Written task
Copy the records word for word from their very beginning through the line containing "[380,146,426,295]", including both ends, and leave the pictures out of your copy.

Listing
--------

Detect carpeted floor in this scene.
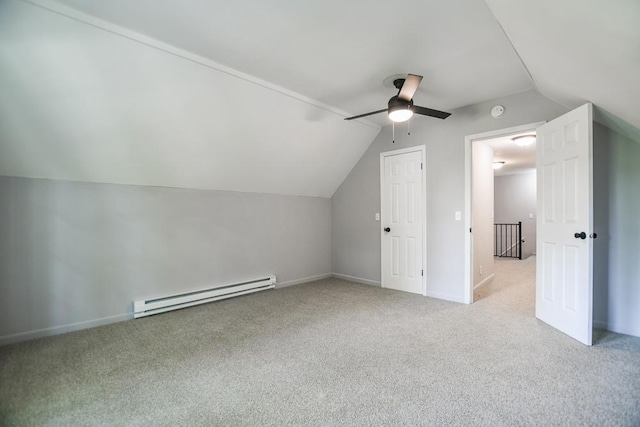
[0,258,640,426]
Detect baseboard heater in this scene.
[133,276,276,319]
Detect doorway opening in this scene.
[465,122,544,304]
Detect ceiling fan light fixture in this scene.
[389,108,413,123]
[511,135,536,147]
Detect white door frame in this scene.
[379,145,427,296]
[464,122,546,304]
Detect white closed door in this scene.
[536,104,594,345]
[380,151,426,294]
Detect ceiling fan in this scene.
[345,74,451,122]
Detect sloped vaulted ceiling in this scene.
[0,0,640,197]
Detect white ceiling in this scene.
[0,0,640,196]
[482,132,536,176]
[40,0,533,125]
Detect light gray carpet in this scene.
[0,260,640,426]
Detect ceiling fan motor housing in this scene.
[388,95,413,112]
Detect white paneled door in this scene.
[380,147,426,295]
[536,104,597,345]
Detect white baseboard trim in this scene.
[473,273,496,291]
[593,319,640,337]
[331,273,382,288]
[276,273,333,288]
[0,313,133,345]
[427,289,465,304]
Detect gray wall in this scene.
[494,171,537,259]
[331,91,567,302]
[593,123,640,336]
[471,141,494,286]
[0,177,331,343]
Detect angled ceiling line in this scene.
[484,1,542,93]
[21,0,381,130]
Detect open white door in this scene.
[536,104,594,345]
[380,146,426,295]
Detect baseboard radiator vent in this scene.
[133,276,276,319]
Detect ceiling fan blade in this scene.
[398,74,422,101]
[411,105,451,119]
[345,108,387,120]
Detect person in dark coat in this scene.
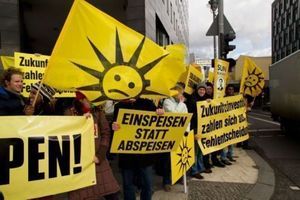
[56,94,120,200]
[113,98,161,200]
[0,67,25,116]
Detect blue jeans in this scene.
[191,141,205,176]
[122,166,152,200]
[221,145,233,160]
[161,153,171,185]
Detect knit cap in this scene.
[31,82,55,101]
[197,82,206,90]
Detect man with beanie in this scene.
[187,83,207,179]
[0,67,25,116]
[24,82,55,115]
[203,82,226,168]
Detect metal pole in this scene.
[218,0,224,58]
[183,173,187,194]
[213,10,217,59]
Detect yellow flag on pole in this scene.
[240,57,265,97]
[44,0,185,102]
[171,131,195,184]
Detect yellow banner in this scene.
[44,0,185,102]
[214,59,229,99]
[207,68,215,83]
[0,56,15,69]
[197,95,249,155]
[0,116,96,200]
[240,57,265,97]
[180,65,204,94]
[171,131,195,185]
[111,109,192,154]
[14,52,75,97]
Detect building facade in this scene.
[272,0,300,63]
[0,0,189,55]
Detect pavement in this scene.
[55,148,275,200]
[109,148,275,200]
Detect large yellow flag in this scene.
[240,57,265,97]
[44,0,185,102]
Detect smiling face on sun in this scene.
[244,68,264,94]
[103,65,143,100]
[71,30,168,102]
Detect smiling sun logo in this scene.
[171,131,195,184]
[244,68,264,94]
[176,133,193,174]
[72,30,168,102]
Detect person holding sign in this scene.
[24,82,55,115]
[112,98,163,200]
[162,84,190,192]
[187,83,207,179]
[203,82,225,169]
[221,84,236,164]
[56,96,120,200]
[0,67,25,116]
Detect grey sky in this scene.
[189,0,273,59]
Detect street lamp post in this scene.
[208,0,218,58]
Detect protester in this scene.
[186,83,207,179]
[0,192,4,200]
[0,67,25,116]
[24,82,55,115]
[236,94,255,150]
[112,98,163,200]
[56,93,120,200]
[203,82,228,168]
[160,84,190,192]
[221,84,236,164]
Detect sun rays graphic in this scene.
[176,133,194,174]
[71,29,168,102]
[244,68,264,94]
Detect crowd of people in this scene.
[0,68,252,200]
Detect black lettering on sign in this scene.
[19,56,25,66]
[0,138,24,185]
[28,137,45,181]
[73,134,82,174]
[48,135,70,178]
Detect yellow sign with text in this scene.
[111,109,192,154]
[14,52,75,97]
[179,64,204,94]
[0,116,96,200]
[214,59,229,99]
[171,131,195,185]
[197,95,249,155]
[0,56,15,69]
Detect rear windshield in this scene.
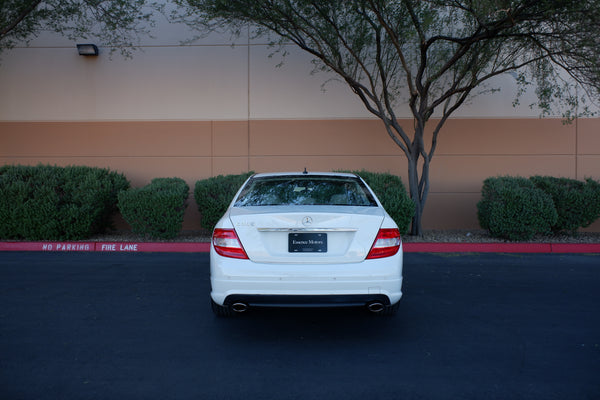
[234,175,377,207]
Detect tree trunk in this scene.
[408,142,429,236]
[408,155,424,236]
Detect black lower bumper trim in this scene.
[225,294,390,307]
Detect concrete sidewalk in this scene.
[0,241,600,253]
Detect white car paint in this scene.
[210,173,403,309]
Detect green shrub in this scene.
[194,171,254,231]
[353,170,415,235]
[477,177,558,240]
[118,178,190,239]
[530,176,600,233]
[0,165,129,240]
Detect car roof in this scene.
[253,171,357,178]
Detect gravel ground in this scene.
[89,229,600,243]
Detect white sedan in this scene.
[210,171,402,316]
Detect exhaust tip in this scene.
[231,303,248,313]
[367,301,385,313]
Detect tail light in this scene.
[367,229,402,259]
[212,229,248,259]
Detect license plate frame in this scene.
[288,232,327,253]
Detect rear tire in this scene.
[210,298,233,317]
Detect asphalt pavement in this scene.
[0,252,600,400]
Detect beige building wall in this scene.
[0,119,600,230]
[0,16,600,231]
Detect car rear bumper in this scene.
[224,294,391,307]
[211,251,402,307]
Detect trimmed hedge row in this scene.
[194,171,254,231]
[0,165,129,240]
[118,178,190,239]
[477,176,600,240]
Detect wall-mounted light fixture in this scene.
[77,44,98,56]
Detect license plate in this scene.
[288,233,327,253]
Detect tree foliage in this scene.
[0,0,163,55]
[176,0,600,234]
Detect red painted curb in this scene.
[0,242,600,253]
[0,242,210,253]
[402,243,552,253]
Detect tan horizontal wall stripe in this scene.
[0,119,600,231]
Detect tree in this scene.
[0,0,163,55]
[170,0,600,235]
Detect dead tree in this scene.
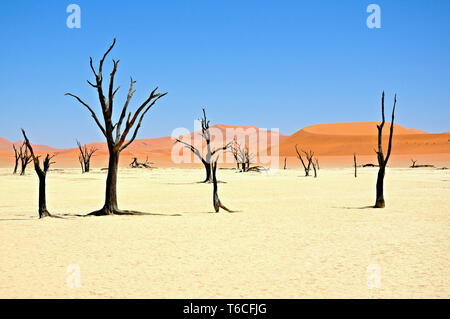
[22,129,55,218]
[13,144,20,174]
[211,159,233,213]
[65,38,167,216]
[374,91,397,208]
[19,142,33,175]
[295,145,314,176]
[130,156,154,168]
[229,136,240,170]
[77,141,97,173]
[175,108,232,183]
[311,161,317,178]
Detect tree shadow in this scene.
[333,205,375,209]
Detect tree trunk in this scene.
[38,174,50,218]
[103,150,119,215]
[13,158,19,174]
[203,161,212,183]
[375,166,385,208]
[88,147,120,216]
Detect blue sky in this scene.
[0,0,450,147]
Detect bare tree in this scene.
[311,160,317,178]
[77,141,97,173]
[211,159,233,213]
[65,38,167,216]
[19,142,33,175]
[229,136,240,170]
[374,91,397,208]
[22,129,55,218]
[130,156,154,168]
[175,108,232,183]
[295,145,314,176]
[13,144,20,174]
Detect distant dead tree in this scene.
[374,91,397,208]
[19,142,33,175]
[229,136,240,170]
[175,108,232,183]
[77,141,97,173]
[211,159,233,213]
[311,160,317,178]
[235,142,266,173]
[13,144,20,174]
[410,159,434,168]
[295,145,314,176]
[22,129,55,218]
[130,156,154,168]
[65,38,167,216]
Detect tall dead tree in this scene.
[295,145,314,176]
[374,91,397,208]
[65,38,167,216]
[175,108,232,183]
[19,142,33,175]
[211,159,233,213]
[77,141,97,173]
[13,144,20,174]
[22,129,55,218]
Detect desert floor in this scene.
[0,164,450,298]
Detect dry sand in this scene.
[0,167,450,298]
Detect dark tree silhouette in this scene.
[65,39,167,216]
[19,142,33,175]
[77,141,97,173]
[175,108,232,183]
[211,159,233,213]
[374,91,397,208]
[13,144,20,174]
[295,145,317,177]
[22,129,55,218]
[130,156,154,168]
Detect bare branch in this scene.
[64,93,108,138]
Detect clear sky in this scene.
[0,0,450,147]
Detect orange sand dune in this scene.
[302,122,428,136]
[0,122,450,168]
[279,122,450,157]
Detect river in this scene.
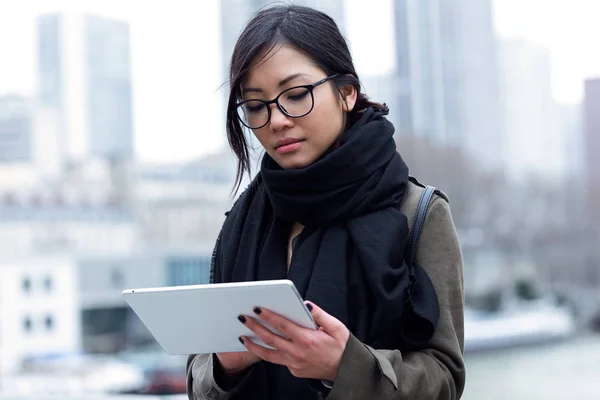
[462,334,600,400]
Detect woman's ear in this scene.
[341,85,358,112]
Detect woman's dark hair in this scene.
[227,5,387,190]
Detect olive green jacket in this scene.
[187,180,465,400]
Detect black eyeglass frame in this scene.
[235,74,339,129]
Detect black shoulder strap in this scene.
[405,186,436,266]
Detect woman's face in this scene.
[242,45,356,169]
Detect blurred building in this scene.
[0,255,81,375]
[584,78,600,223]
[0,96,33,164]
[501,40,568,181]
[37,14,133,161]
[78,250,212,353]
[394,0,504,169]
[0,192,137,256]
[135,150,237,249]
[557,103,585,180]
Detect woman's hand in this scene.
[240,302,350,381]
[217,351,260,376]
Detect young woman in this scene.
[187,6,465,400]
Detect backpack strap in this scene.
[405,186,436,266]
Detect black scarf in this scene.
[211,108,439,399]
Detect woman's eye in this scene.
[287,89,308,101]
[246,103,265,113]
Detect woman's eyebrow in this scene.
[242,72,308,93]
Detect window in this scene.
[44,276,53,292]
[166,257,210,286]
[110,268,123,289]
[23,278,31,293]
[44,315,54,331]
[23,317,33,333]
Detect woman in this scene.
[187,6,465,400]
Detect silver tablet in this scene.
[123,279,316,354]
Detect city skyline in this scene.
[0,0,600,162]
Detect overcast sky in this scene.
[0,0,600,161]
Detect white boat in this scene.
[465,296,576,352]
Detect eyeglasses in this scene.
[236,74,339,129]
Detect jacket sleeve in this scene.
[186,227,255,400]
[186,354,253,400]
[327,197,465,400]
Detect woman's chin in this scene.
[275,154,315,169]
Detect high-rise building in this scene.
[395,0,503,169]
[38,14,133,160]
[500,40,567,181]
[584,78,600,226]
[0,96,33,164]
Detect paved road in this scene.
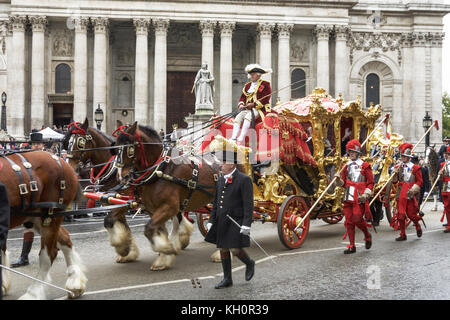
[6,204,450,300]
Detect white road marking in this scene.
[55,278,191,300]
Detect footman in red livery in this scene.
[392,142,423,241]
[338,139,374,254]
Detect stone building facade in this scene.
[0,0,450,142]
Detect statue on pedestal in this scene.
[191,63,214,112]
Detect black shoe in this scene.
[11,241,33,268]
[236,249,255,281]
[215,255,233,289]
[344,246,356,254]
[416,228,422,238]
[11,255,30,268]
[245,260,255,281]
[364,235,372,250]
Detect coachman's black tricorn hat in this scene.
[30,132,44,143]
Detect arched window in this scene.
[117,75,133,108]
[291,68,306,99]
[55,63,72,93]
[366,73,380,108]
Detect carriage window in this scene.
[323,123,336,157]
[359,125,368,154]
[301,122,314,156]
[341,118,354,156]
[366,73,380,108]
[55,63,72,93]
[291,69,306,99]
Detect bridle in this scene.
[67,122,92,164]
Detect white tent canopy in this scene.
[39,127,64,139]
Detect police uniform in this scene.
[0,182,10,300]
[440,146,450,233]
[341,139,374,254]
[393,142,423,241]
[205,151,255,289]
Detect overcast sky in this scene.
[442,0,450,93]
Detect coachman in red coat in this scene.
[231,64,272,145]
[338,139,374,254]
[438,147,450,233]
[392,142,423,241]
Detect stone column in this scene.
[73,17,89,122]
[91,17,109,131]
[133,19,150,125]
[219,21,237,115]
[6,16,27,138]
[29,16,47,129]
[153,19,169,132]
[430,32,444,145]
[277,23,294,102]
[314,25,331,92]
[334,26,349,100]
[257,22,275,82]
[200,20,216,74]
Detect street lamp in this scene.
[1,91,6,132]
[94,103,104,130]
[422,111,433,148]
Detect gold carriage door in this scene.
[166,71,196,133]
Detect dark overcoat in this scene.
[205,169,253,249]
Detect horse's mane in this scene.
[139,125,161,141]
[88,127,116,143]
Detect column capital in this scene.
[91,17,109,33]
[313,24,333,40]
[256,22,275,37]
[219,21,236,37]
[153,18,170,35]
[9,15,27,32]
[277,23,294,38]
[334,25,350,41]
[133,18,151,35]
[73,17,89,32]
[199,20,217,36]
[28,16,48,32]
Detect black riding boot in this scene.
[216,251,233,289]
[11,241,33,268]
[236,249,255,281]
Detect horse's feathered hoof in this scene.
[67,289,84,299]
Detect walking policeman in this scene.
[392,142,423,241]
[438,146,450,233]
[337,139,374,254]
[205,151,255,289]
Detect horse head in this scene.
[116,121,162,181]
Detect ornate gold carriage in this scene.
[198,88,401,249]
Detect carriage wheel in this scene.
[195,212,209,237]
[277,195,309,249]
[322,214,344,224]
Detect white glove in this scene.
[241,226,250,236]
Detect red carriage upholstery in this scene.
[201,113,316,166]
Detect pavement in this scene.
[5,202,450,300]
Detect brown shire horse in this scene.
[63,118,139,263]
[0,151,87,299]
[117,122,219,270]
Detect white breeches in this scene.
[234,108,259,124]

--------

Output for this exercise
Detect carpeted floor in this scene.
[0,258,640,426]
Detect baseboard heater in this scene.
[133,276,276,319]
Detect doorway opening in this scene.
[465,122,544,304]
Detect ceiling fan light fixture in this scene.
[389,108,413,123]
[511,135,536,147]
Detect white door frame in this scene.
[379,145,427,296]
[464,122,546,304]
Detect white closed door in this scene.
[536,104,594,345]
[380,151,426,294]
Detect ceiling fan in this scene.
[345,74,451,122]
Detect sloped vaulted ceiling in this scene.
[0,0,640,197]
Detect white ceiling in this scene.
[0,0,640,196]
[482,132,536,176]
[40,0,533,125]
Detect light gray carpet in this scene.
[0,260,640,426]
Detect ceiling fan motor housing in this scene.
[388,95,413,112]
Detect white paneled door in this scene.
[380,147,426,295]
[536,104,597,345]
Detect white baseboard trim in this scene.
[473,273,496,291]
[593,319,640,337]
[331,273,382,288]
[276,273,333,288]
[0,313,133,345]
[427,289,465,304]
Detect gray wall in this scene.
[494,171,537,259]
[331,91,567,302]
[593,123,640,336]
[471,141,494,286]
[0,177,331,343]
Detect angled ceiling line in this scene.
[484,1,542,93]
[21,0,381,130]
Detect open white door in this scene.
[536,104,594,345]
[380,146,426,295]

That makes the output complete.